Reading text:
_ _ _

Nuclear War Simulator is Out

Nuclear War Simulator, a detailed simulation of nuclear war (obviously 😀 ) on any scale from “one missile” to “one destroyed world”, of any type from “meticulously placed real units and real locations” to “hypothetical custom clashes between two countries that never historically developed nukes at all” is now out.

It can be gotten here.

All Union February Update

All Union, my alternate history novel project, is coming along very, very nicely. The first volume (yes, it’s grown big and ambitious enough to require multiple volumes) should hopefully release sometime in the spring. I’m very excited.

I’ve long since wanted to write a book like the one I’m making now, and I’m finally doing so. And yes, I’m doing things that the snarker me would have slammed several years ago. Oh well.

Review: Star Wars vs. Warhammer 40k Season 1

Star Wars Vs Warhammer 40k, Season 1

Star Wars and Warhammer 40,000 combine science fiction with mystical fantasy, albeit the latter to a much larger degree. So it came as little surprise that one self proclaimed “fan with too much time” made an elaborate crossover audio drama of Era Indomitus 40k and prequel-era Star Wars. A large fleet from the Imperium of Man gets blown into the Star Wars galaxy at the height of the Clone Wars. Stuff then ensues.

An open-ended fanfic is always hard to review exactly, so I’m sticking with the first season in this review. And it’s excellent. First, the audio drama has some great written and voiced scenes, like describing what it’s like to be on the receiving end of an Astartes/Space Marine attack (hint: not very pleasant). Second, it manages to balance the factions well. The clash of Astartes vs. Jedi is balanced in an apples vs. oranges way, as they’re not symmetric superhumans the way that say, Astartes and SPARTANs from Halo would be. Finally the culture clash (as in, what happens when a sane universe meets a crazed one) is handled great as well.

This reminded me of Worldwar, with the Imperium as the lizard-race. It’s been a very fun way to pass the time.

_ _ _

Set exercise:
Write what comes next in the blog posts above, starting after the final sentence of the review of the Star Wars and Warhammer 40k crossover audio drama.

Entries:
_ _ _

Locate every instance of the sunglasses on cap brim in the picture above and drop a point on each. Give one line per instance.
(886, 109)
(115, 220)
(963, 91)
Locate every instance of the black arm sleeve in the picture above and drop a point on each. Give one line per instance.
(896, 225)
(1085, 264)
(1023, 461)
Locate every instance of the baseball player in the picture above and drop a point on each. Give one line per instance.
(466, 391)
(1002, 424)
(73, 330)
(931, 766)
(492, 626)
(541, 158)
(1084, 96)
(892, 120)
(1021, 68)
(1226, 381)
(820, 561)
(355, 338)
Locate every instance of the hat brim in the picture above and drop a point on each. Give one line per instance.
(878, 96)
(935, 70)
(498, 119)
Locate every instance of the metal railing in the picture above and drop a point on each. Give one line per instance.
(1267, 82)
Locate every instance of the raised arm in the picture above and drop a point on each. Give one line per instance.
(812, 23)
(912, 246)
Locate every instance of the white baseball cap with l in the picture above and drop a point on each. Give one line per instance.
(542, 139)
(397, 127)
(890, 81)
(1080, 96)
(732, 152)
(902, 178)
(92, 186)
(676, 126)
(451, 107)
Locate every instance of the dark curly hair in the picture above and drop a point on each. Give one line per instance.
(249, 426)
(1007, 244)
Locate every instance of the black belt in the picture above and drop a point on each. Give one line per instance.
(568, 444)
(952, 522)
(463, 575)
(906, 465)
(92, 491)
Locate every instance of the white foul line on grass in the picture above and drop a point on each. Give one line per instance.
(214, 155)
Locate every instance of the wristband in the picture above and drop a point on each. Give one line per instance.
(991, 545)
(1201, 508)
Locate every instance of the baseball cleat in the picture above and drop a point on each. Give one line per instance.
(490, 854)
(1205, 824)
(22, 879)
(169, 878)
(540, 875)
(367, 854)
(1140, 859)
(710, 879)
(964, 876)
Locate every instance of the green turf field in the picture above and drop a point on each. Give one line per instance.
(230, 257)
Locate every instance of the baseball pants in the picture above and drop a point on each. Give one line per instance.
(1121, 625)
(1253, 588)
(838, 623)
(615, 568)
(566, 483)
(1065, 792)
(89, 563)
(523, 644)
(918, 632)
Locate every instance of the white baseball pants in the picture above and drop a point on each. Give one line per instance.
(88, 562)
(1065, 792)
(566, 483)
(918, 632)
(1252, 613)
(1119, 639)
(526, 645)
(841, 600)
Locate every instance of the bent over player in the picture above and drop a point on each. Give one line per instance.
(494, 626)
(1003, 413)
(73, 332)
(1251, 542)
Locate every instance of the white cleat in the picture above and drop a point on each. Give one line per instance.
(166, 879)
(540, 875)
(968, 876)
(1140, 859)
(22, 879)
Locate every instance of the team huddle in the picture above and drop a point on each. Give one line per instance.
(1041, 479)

_ _ _

Result for this task:
Review: White Horizon

White Horizon

TK Blackwood’s 1990s continued Cold War gone conventionally hot series continues in White Horizon, an excellent installment. The Fuldapocalypse not only continues apace but features the powerful but often overlooked country of Sweden as a major setting. Featuring everything that has made the past installments so good, this was a joy to read.

The only real “problem” was teasing a successor. But that’s a good problem to have. This shows that the “cold war gone conventionally hot” subgenre still has quite a bit of life in it.

A Thousand Words: Cave Dwellers

Cave Dwellers

Officially, this was the second movie in the Ator series of Conan the Barbarian knock offs. But it’s as “Cave Dwellers” that it leapt into my heart as the greatest Mystery Science Theater 3000 episode I have watched. The small and sus company known as Film Ventures International took a questionable strategy of getting the rights to show clips from movies, changing the titles and credits, then calling the rest of the movie a “clip” for legal reasons. It only worked because they were small.

Anyway, the film started with an extremely blurry clip from a 1960s Italian Tarzan knockoff in its bootleg credits, and then only got crazier from there, following up with an action-packed climax featuring a hang glider and concluding with nuclear bomb footage(!). Joel and the robots excelled, especially because this is the kind of mock where the movie itself has enough great material to build on (for instance, it’s hard to do that much with a stilted, no-budget 50s movie).

Yeah. This is my favorite Mystery Science Theater episode of all time. It’s amazing, and the movie it’s mocking is amazingly bad.

The Vehicle Puzzle

The GENFORCE-Mobile organizational chart got the then-still-in-development BTR-90‘s stats wrong. It’s both too light (at 17 metric tons compared to the 21 of the real one), and more importantly has too many dismounts (ten as opposed to seven I’ve seen in every real source). The real BTR-90 was cursed by coming right as the USSR fell, but in many ways it was also just a wheeled BMP-2, so its lack of entry into service is understandable.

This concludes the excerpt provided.